> [TO-DO LIST]:
**1)** Please swap "asphalt" for "concrete" in the rows from the line with "Wildlife camera trigger: the trail-cam image above contains blue" up to and including the last row, and leave everything else unchanged.
**2)** Carry on with the text on the temperature measuring device from where it stops.

> [SOURCE PASSAGE]:
..............................

The temperature measuring device 10 is a device that includes components such as a CPU, ROM, RAM, EEPROM, and input/output interface unit. The temperature measuring device 10 may perform temperature measurement processing in hardware. Alternatively, an application software (e.g., a temperature measurement program) may be installed in the ROM, and the CPU may execute the software to realize the functions of the temperature measuring device 10. In any case, the functions of the temperature measuring device 10 can be represented by the functional blocks illustrated in FIG. 1.

[Infrared Sensor 16]

The infrared sensor 16 converts the amount of infrared radiation input from the infrared-light receiving unit 13 into temperature to measure the surface temperature of the measurement target. The infrared sensor 16 is a non-contact temperature conversion unit (non-contact thermometer) that converts the amount of infrared radiation into temperature. The infrared sensor 16 includes a radiation amount derivation unit 102 and a temperature derivation unit 105.

The radiation amount derivation unit 102 collects infrared radiation of the measurement target received by the infrared-light receiving unit 13 via the optical fiber 12 and derives the amount of infrared radiation emitted from the measurement target.

The temperature derivation unit 105 derives temperature based on the infrared radiation amount of the measurement target derived by the radiation amount derivation unit 102. Here, existing methods can be applied to derive the temperature, such as converting the infrared radiation amount into temperature based on the relationship between the infrared radiation amount and the temperature (e.g., Planck's law of radiation). This allows the temperature to be determined based on the infrared radiation amount.

..............................

> [DATA TO USE]:
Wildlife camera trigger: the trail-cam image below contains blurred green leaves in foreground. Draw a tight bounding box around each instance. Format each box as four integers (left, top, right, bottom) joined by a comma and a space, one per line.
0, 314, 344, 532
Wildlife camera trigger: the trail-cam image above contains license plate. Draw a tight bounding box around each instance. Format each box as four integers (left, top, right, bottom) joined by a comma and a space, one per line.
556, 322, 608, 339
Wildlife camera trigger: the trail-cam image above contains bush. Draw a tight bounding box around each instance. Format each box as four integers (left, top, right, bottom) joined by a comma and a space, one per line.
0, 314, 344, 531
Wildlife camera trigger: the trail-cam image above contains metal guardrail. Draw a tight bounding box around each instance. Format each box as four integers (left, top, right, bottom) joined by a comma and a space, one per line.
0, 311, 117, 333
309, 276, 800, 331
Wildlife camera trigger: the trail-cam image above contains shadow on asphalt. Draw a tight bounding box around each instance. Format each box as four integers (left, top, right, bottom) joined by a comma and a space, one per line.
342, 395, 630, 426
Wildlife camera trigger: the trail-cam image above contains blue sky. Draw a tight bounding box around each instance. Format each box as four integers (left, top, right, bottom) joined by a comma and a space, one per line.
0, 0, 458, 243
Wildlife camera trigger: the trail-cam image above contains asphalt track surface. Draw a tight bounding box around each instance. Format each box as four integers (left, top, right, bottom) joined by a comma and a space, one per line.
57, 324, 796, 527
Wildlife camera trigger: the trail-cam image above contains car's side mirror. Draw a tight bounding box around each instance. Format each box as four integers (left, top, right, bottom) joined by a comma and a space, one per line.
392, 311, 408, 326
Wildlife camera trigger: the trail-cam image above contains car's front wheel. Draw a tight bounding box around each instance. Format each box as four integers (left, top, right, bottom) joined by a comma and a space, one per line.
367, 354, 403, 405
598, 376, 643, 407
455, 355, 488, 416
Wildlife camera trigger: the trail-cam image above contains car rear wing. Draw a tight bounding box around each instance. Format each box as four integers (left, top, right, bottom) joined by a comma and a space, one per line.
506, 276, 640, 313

..............................

> [OUTPUTS FOR THE TASKS]:
**1)**
Wildlife camera trigger: the trail-cam image above contains blue sky. Draw a tight bounding box around each instance. Format each box as four integers (left, top, right, bottom) joined by a comma and a space, one per line.
0, 0, 458, 243
Wildlife camera trigger: the trail-cam image above contains concrete track surface. Draw a tight bounding box around each instance. Format each box as four integers (left, top, right, bottom) joined by a comma and a space, one per line.
57, 324, 796, 527
Wildlife camera trigger: the trail-cam image above contains car's side mirror. Draw a tight bounding box around each instance. Format each box as four integers (left, top, right, bottom) joined by a comma and a space, one per line.
392, 311, 408, 326
Wildlife camera trigger: the trail-cam image above contains car's front wheel. Draw a tight bounding box around each instance. Format each box as four integers (left, top, right, bottom) joined by a comma and a space, one per line.
367, 354, 403, 405
598, 376, 643, 407
455, 355, 488, 416
Wildlife camera trigger: the trail-cam image above contains car rear wing. Draw a tight bounding box around each instance. Format each box as four integers (left, top, right, bottom) joined by a comma and a space, one per line.
506, 276, 640, 313

**2)**
[Measured Temperature Calibration Unit 100]

The measured temperature calibration unit 100 calibrates the temperature value of the wafer 20 (semiconductor device) measured by the temperature measuring device 10 periodically or during testing. By calibrating the temperature value of the infrared sensor 16 periodically or during testing, temperature can be measured with good precision. Furthermore, as described later, because the temperature of the wafer 20 (semiconductor device) can be calibrated using a non-contact sensor such as the infrared sensor 16, calibration can be performed with good responsiveness and high speed in a non-contact manner.

The measured temperature calibration unit 100 includes a temperature acquisition unit 101 and a calibration unit 103.

The storage unit 104 stores a reference table 104a showing the relationship between the temperature of the black body 30, which will be described later, and the amount of infrared radiation (hereinafter also referred to simply as “radiation”). The storage unit 104 also stores processing programs, data necessary for processing, and the like.

The temperature acquisition unit 101 acquires the temperature of the measurement target from a temperature sensor 191.

The calibration unit 103 creates a correction table based on the relationship between the radiation and the temperature of the black body 30, and using that correction table, performs correction of measurement values due to time-dependent changes of the infrared sensor 16, applies correction values for the temperature measuring device 10, and performs abnormality detection.

[Temperature Correction Unit 110]

The temperature correction unit 110 corrects temperature errors due to factors (correction elements) that may cause deviations when measuring the surface temperature of the wafer 20 (semiconductor device) using the infrared sensor 16.

The temperature correction unit 110 includes a Z-position temperature correction unit 111, an ambient temperature correction unit 112, a fiber temperature correction unit 113, and a ferrule temperature correction unit 114.

The temperature correction unit 110 may combine any of the processing units—Z-position temperature correction unit 111, ambient temperature correction unit 112, fiber temperature correction unit 113, and ferrule temperature correction unit 114—but here, a case where all of them are included is exemplified.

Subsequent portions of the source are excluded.